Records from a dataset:

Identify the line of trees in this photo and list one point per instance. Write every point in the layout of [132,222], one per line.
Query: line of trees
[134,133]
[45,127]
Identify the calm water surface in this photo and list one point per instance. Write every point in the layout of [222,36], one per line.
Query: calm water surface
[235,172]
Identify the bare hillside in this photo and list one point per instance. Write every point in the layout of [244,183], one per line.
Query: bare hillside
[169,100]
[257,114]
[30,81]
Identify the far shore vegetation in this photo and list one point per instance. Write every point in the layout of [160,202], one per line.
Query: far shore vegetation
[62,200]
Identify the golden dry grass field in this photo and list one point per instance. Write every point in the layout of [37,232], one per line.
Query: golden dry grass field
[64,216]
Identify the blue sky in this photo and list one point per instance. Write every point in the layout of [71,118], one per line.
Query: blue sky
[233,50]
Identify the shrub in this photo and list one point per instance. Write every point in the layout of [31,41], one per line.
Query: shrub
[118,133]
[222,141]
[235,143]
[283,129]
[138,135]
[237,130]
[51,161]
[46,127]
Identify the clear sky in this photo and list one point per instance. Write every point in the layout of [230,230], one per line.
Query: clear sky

Task prompt: Rewrite all the lines of the entries above as a numbered list, leaving out any blank lines.

Solution below:
1. Identify the line of trees in this photo and list one point per instance. Write every point in the layout of [132,222], one per line.
2. Query: line of trees
3. [134,133]
4. [45,127]
5. Identify the calm water surface in this photo and list one point per instance. Write every point in the layout of [222,36], one per line.
6. Query: calm water surface
7. [235,172]
8. Identify the bare hillside in this photo and list one point per instance. Write every point in the layout of [244,183], one per line.
9. Query: bare hillside
10. [169,100]
11. [257,114]
12. [30,81]
13. Identify the far shore vegetation in this photo and list one point per instance. Write every point in the layout of [160,202], one per line.
14. Query: far shore vegetation
15. [62,200]
16. Identify the golden dry grass field in this photo and list one point per instance. Write every point in the layout of [37,232], one per line.
17. Query: golden dry grass field
18. [64,216]
19. Identify the blue sky in this photo and list one point per instance. Write every point in the layout of [71,118], one per line.
20. Query: blue sky
21. [233,50]
22. Identify the shrub in this photo and list one point per instance. Write every point in the layout of [31,41], one per line.
23. Query: shrub
24. [118,133]
25. [222,141]
26. [235,143]
27. [283,129]
28. [138,135]
29. [237,130]
30. [51,161]
31. [46,127]
32. Identify the clear sky in this photo and list one point per instance. Write every point in the layout of [230,230], one per line.
33. Query: clear sky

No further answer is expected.